> **SUPPLIED TEXT**:
Julie and I were supposed to be hiking the 5,000km Continental Divide Trail in the US in 2020, but COVID-19 derailed that plan. Instead, we will have an adventure in Australia, circumnavigating the country on our bikes, a distance of about 16,500km taking approximately five and a half months. We will use minor roads where possible and occasionally catch ferries across rivers and inlets to avoid busier inland routes. We will camp some of the time and stay in motels, hotels, etc, at others. There will be stretches of up to five days with no accommodation or resupply available, so we will need to be self-sufficient.

Round Australia Bike Ride - Day 102 - Orroroo to Auburn

Day:  102

Date:  Sunday, 11 October 2020

Start:  Orroroo

Finish:  Auburn

Daily Kilometres:  156 (click for Julie's Strava and photos)

Total Kilometres:  10670

Weather:  Cold early, then sunny and warm

Accommodation:  Motel

Nutrition:

  Breakfast:  Pies

  Lunch:  Toasted lamb, cheese & tomato roll/Hot lamb roll with gravy

  Dinner:  Fish, chips & salad/Hamburger & chips, ice cream

Aches:  Nothing to speak of

Highlight:  Yet again, a beautiful dawn.  As we rode out of Orroroo on a very quiet road, the sun turned high clouds pink on the horizon ahead and then slowly lit up the gentle rural landscape around us..

Lowlight:  An aggrieved magpie swooped on me a couple of times, just missing my helmet, as we rode down a stretch of road bordered by magnificent old eucalypts.  Julie, who was riding behind, enjoyed the show, but failed to get any pictures.

Pictures: Click here

Map and Position: Click here for Google Map

Journal:

We left a sleeping Orroroo and headed south on a very quiet road into a magnificent sunrise (see above).  Our target for the day was the small town of Auburn in the Clare Valley wine district, 156km  away.  The weather forecast was for a following/cross breeze, but nobody had told the weather gods, and a light head-breeze and very gradual uphill made the first few hours relatively hard work, but the beautiful rural scenery compensated.  The rolling hills gradually changed from sheep grazing to crops, the road was often lined with eucalypts, and there were more farms and houses along the way, some of them very old.

> **EXPLORE THE MATERIAL**:
a - In the Round Australia bike ride text, what was the total distance covered by the end of Day 102?
b - Carry the Round Australia bike ride text on past its last sentence.

> **EXTRACTED RECORDS**:

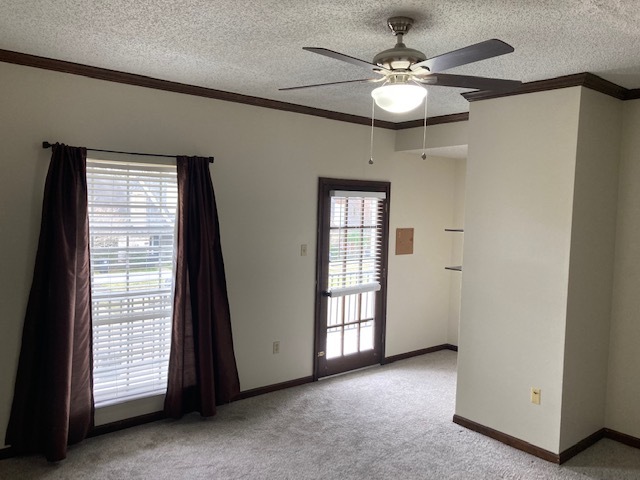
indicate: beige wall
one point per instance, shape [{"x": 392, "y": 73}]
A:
[
  {"x": 623, "y": 391},
  {"x": 591, "y": 267},
  {"x": 519, "y": 195},
  {"x": 457, "y": 242},
  {"x": 265, "y": 174}
]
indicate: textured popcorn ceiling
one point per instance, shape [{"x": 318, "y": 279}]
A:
[{"x": 255, "y": 47}]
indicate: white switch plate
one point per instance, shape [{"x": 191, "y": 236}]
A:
[{"x": 535, "y": 396}]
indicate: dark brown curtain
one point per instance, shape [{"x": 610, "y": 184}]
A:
[
  {"x": 53, "y": 399},
  {"x": 202, "y": 365}
]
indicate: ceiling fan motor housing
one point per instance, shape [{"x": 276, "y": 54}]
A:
[{"x": 399, "y": 57}]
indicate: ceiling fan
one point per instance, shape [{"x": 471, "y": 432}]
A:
[{"x": 404, "y": 69}]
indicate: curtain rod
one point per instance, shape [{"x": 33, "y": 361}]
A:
[{"x": 46, "y": 144}]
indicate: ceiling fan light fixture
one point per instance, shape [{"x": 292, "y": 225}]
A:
[{"x": 399, "y": 97}]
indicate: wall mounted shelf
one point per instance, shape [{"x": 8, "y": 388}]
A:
[{"x": 455, "y": 268}]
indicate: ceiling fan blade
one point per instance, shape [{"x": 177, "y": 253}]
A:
[
  {"x": 465, "y": 81},
  {"x": 463, "y": 56},
  {"x": 332, "y": 83},
  {"x": 345, "y": 58}
]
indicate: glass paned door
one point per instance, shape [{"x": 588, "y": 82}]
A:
[{"x": 352, "y": 256}]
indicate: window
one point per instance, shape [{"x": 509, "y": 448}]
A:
[
  {"x": 355, "y": 256},
  {"x": 132, "y": 211}
]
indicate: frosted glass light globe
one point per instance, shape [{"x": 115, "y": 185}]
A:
[{"x": 399, "y": 97}]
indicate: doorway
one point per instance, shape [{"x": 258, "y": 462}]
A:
[{"x": 351, "y": 283}]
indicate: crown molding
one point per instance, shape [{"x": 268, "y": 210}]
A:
[
  {"x": 633, "y": 94},
  {"x": 149, "y": 82},
  {"x": 586, "y": 79}
]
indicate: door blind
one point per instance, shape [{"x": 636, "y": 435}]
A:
[
  {"x": 355, "y": 242},
  {"x": 132, "y": 211}
]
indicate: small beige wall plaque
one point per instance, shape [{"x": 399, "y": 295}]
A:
[{"x": 404, "y": 241}]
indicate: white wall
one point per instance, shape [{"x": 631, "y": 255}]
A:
[
  {"x": 591, "y": 267},
  {"x": 623, "y": 391},
  {"x": 427, "y": 205},
  {"x": 265, "y": 174},
  {"x": 519, "y": 196}
]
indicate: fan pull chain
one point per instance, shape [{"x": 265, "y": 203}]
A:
[
  {"x": 373, "y": 111},
  {"x": 424, "y": 132}
]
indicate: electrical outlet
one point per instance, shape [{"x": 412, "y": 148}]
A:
[{"x": 535, "y": 396}]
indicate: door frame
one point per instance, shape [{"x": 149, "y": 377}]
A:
[{"x": 325, "y": 185}]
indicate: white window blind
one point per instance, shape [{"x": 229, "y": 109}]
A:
[
  {"x": 355, "y": 242},
  {"x": 132, "y": 210}
]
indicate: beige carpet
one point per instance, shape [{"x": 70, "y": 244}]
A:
[{"x": 391, "y": 422}]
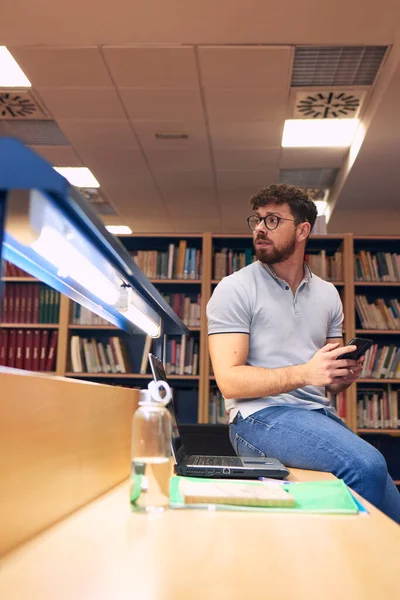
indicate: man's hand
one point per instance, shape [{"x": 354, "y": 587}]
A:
[
  {"x": 343, "y": 381},
  {"x": 324, "y": 369}
]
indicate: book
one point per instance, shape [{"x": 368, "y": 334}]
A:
[
  {"x": 226, "y": 492},
  {"x": 320, "y": 497}
]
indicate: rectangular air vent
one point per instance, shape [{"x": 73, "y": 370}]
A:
[
  {"x": 309, "y": 178},
  {"x": 34, "y": 133},
  {"x": 316, "y": 66}
]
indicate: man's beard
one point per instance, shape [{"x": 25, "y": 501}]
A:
[{"x": 270, "y": 255}]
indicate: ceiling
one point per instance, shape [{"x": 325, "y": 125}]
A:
[{"x": 217, "y": 71}]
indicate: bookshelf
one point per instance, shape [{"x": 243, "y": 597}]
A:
[
  {"x": 377, "y": 258},
  {"x": 206, "y": 246}
]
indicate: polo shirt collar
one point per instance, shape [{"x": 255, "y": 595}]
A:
[{"x": 307, "y": 272}]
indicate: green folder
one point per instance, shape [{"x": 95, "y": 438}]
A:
[{"x": 326, "y": 497}]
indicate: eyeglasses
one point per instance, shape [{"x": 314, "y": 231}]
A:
[{"x": 271, "y": 222}]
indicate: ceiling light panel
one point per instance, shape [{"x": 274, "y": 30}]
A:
[
  {"x": 11, "y": 74},
  {"x": 78, "y": 176},
  {"x": 319, "y": 133}
]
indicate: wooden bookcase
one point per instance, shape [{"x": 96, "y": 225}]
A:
[{"x": 209, "y": 243}]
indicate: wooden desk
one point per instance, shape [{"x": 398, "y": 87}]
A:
[{"x": 104, "y": 552}]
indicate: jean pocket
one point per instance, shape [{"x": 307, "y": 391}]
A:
[{"x": 244, "y": 448}]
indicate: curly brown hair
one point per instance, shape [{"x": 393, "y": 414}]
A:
[{"x": 301, "y": 207}]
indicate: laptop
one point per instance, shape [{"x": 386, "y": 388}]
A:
[{"x": 223, "y": 467}]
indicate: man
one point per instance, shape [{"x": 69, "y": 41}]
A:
[{"x": 275, "y": 334}]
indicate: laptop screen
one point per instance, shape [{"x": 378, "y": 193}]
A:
[{"x": 158, "y": 371}]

> **RESPONSES**:
a - 10,670 km

b -
After 56km, we stopped for breakfast in the town of Jamestown, whose signage proudly claimed it to be the birthplace of the iconic Australian, R.M. Williams.  Little was open in the old town, but there was a small supermarket on the fringe with hot pies, so we bought a couple and ate them in warming sunshine on a cold morning at an old wooden picnic table outside the shire offices.

As we continued on, the road was more tree-lined and the surrounding fields more verdant.  Thirty kilometres after a morning break in the little town of Spalding, we entered the attractive Clare Valley and began to see vineyards and wineries as the hills closed in on the road. The regional town of Clare was busy with visitors, many no doubt from Adelaide  enjoying a beautiful warm sunny Sunday in the country.

We bought some lunch from a very popular bakery and ate it in a small nearby park before buying a few things from the adjacent supermarket and setting out to ride the last 24km to Auburn.  To Julie's disgust, there was yet another long hill (there had been a few earlier in the day), but soon we were rolling down the other side and reached the very small town of Auburn about 3:30pm.  We found our motel, where the proprietor had left our room unlocked as he was going to Adelaide, and settled in.

After lazing around for a few hours, we phone-ordered take-out for dinner from the only such shop open in town and later Julie walked a few hundred metres to collect it.  There followed another quiet evening and another early night.